Object pointing dataset rows:
------------------------------------------------------------

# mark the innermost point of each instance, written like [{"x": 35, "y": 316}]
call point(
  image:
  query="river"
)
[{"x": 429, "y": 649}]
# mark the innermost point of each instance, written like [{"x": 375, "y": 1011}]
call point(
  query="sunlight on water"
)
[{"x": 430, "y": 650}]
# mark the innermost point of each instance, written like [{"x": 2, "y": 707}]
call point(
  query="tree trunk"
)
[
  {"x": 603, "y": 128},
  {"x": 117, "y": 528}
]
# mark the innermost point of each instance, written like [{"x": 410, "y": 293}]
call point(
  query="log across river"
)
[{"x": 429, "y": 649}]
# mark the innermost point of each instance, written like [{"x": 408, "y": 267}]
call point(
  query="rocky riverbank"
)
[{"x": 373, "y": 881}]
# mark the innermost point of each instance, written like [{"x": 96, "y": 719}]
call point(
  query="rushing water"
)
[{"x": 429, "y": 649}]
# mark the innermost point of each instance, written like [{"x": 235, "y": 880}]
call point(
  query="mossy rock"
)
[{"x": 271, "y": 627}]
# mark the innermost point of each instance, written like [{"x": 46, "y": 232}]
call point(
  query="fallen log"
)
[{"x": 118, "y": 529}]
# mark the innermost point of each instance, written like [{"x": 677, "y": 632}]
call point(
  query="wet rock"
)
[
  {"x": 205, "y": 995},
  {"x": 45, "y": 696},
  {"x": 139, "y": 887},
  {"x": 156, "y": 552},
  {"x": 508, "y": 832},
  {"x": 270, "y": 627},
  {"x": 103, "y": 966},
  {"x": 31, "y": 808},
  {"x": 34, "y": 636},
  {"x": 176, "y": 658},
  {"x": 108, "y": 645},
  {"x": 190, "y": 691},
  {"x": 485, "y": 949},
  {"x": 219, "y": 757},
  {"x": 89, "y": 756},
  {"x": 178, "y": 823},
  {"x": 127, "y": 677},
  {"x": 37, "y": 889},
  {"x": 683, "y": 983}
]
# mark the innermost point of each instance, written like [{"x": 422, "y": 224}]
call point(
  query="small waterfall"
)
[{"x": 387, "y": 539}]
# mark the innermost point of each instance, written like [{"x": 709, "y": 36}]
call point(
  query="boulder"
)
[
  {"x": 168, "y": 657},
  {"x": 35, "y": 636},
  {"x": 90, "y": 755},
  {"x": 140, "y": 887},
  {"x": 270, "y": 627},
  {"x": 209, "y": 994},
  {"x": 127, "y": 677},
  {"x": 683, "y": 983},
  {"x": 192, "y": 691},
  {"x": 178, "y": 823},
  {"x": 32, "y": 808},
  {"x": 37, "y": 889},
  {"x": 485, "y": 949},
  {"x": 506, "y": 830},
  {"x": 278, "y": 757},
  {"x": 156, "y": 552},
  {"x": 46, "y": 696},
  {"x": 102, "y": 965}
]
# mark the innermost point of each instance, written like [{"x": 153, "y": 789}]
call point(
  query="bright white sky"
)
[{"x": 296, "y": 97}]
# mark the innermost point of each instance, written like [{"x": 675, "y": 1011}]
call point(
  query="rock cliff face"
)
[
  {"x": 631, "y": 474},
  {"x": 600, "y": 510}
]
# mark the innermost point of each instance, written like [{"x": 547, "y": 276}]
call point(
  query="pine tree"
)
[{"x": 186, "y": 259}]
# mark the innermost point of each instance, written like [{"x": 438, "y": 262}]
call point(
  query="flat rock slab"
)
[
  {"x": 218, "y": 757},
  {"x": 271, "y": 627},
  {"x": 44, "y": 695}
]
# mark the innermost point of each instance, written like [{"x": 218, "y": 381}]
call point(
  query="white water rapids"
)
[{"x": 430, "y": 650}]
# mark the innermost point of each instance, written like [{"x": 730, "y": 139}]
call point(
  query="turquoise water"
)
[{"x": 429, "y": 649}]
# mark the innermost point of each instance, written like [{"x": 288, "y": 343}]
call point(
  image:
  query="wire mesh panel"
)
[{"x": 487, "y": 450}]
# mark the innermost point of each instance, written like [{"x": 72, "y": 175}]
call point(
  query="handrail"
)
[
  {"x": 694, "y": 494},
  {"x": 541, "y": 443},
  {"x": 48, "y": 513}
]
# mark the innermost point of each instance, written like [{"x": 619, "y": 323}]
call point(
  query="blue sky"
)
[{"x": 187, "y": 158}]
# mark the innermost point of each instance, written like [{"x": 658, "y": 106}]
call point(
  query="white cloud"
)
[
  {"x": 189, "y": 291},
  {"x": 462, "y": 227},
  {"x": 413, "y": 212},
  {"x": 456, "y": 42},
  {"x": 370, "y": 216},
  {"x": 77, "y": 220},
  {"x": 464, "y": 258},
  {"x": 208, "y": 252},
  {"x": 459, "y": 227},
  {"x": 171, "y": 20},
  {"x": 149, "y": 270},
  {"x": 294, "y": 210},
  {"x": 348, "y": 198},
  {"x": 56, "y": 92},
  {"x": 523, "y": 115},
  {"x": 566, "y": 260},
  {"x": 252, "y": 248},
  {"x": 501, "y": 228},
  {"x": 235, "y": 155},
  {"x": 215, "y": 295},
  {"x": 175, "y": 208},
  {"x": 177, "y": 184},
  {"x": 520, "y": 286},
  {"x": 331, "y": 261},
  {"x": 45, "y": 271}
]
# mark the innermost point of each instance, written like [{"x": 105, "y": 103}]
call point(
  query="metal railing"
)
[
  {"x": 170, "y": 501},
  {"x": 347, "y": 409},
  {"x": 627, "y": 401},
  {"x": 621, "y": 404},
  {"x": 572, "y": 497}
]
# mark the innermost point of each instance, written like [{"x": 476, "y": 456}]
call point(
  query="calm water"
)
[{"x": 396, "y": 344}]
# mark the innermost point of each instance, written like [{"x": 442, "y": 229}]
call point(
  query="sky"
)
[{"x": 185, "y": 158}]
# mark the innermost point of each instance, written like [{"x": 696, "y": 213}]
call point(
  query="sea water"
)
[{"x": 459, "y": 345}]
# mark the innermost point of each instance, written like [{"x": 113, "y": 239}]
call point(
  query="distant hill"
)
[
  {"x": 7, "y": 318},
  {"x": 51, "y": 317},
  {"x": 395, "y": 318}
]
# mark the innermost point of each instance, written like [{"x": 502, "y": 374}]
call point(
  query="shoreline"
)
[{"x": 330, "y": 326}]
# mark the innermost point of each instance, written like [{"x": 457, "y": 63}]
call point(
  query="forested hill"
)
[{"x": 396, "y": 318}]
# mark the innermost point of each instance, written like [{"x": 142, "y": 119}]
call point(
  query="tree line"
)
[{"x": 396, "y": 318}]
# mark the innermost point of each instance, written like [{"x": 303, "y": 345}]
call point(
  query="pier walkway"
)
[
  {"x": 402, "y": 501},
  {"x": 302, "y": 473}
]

------------------------------------------------------------

**Task objective**.
Take the lines above and retype all of them exactly.

**Final result**.
# mark the innermost point of each instance, written like [{"x": 35, "y": 316}]
call point(
  image:
  query="river"
)
[{"x": 429, "y": 649}]
# mark the innermost point of each instance, written like [{"x": 375, "y": 1011}]
call point(
  query="sunlight on water"
)
[{"x": 430, "y": 650}]
# mark the innermost point of each instance, written like [{"x": 2, "y": 707}]
call point(
  query="tree trunk"
)
[
  {"x": 603, "y": 128},
  {"x": 117, "y": 528}
]
# mark the innermost point of each instance, written like [{"x": 410, "y": 293}]
call point(
  query="log across river"
)
[{"x": 429, "y": 649}]
# mark the innermost point of each instance, written like [{"x": 408, "y": 267}]
call point(
  query="rocky riverbank"
)
[{"x": 373, "y": 881}]
# mark the innermost point of each instance, written like [{"x": 96, "y": 719}]
call point(
  query="rushing water"
)
[{"x": 429, "y": 649}]
# mark the innermost point of each instance, written like [{"x": 235, "y": 880}]
call point(
  query="mossy rock"
)
[{"x": 271, "y": 627}]
# mark the innermost point of each instance, written like [{"x": 46, "y": 232}]
call point(
  query="fallen log"
)
[{"x": 118, "y": 529}]
# mark the innermost point of each instance, written like [{"x": 677, "y": 632}]
call point(
  query="wet rock"
)
[
  {"x": 205, "y": 995},
  {"x": 45, "y": 696},
  {"x": 139, "y": 887},
  {"x": 156, "y": 552},
  {"x": 508, "y": 832},
  {"x": 270, "y": 627},
  {"x": 103, "y": 966},
  {"x": 31, "y": 808},
  {"x": 34, "y": 636},
  {"x": 176, "y": 658},
  {"x": 108, "y": 645},
  {"x": 190, "y": 691},
  {"x": 485, "y": 949},
  {"x": 219, "y": 757},
  {"x": 89, "y": 756},
  {"x": 178, "y": 823},
  {"x": 127, "y": 677},
  {"x": 37, "y": 889},
  {"x": 683, "y": 983}
]
# mark the innermost point of each instance, written like [{"x": 422, "y": 224}]
call point(
  query="small waterfall"
)
[{"x": 387, "y": 539}]
# mark the innermost point of each instance, written like [{"x": 709, "y": 36}]
call point(
  query="boulder"
)
[
  {"x": 168, "y": 657},
  {"x": 35, "y": 636},
  {"x": 90, "y": 755},
  {"x": 140, "y": 887},
  {"x": 270, "y": 627},
  {"x": 209, "y": 994},
  {"x": 127, "y": 677},
  {"x": 683, "y": 983},
  {"x": 192, "y": 691},
  {"x": 178, "y": 823},
  {"x": 32, "y": 808},
  {"x": 37, "y": 889},
  {"x": 485, "y": 949},
  {"x": 506, "y": 830},
  {"x": 278, "y": 757},
  {"x": 156, "y": 552},
  {"x": 46, "y": 696},
  {"x": 102, "y": 965}
]
# mark the innermost point of each instance, written like [{"x": 153, "y": 789}]
call point(
  query="bright white sky"
)
[{"x": 296, "y": 97}]
# mark the innermost point of each instance, written like [{"x": 675, "y": 1011}]
call point(
  query="rock cliff face"
)
[
  {"x": 631, "y": 474},
  {"x": 600, "y": 510}
]
# mark the innermost point of each instance, written like [{"x": 547, "y": 276}]
call point(
  query="pine tree"
)
[{"x": 186, "y": 259}]
# mark the innermost point of each instance, written like [{"x": 438, "y": 262}]
call point(
  query="flat rock slab"
)
[
  {"x": 218, "y": 757},
  {"x": 271, "y": 627},
  {"x": 44, "y": 695}
]
# mark the innermost point of each instance, written like [{"x": 218, "y": 381}]
call point(
  query="white water rapids"
)
[{"x": 430, "y": 650}]
# mark the innermost point of each instance, written like [{"x": 730, "y": 139}]
call point(
  query="turquoise water"
)
[{"x": 429, "y": 649}]
# mark the innermost point of each instance, written like [{"x": 288, "y": 343}]
call point(
  image:
  query="wire mesh panel"
)
[{"x": 487, "y": 450}]
# mark the innermost point of each instance, written like [{"x": 72, "y": 175}]
call point(
  query="handrail"
)
[
  {"x": 694, "y": 494},
  {"x": 541, "y": 443},
  {"x": 48, "y": 513}
]
# mark the innermost point of each instance, written like [{"x": 619, "y": 323}]
call point(
  query="blue sky"
)
[{"x": 187, "y": 158}]
# mark the innermost point of each instance, written like [{"x": 658, "y": 106}]
call point(
  query="white cloud"
)
[
  {"x": 189, "y": 291},
  {"x": 462, "y": 227},
  {"x": 413, "y": 212},
  {"x": 456, "y": 42},
  {"x": 370, "y": 216},
  {"x": 77, "y": 220},
  {"x": 464, "y": 258},
  {"x": 208, "y": 252},
  {"x": 459, "y": 227},
  {"x": 171, "y": 20},
  {"x": 149, "y": 270},
  {"x": 294, "y": 210},
  {"x": 348, "y": 198},
  {"x": 56, "y": 92},
  {"x": 523, "y": 115},
  {"x": 566, "y": 260},
  {"x": 252, "y": 248},
  {"x": 501, "y": 228},
  {"x": 235, "y": 155},
  {"x": 215, "y": 295},
  {"x": 175, "y": 208},
  {"x": 177, "y": 184},
  {"x": 520, "y": 286},
  {"x": 331, "y": 261},
  {"x": 45, "y": 271}
]
# mark the innermost point of each instance, written like [{"x": 105, "y": 103}]
call point(
  query="metal railing"
)
[
  {"x": 170, "y": 501},
  {"x": 347, "y": 409},
  {"x": 627, "y": 401},
  {"x": 621, "y": 404},
  {"x": 572, "y": 497}
]
# mark the innermost point of each instance, written like [{"x": 476, "y": 456}]
call point(
  query="calm water"
)
[{"x": 396, "y": 344}]
# mark the innermost point of each instance, written like [{"x": 442, "y": 229}]
call point(
  query="sky"
)
[{"x": 185, "y": 158}]
# mark the innermost point of each instance, written like [{"x": 696, "y": 213}]
call point(
  query="sea water"
)
[{"x": 459, "y": 345}]
# mark the innermost point of each instance, written like [{"x": 113, "y": 239}]
call point(
  query="distant hill"
)
[
  {"x": 7, "y": 318},
  {"x": 51, "y": 317},
  {"x": 395, "y": 318}
]
# mark the innermost point of each instance, written like [{"x": 502, "y": 374}]
call point(
  query="shoreline"
)
[{"x": 330, "y": 326}]
# mark the innermost point of each instance, written like [{"x": 457, "y": 63}]
call point(
  query="forested hill"
)
[{"x": 396, "y": 318}]
# mark the innermost point of each instance, written like [{"x": 142, "y": 119}]
call point(
  query="tree line"
)
[{"x": 396, "y": 318}]
# mark the innermost point of each instance, written like [{"x": 303, "y": 345}]
call point(
  query="pier walkway"
)
[
  {"x": 402, "y": 501},
  {"x": 302, "y": 473}
]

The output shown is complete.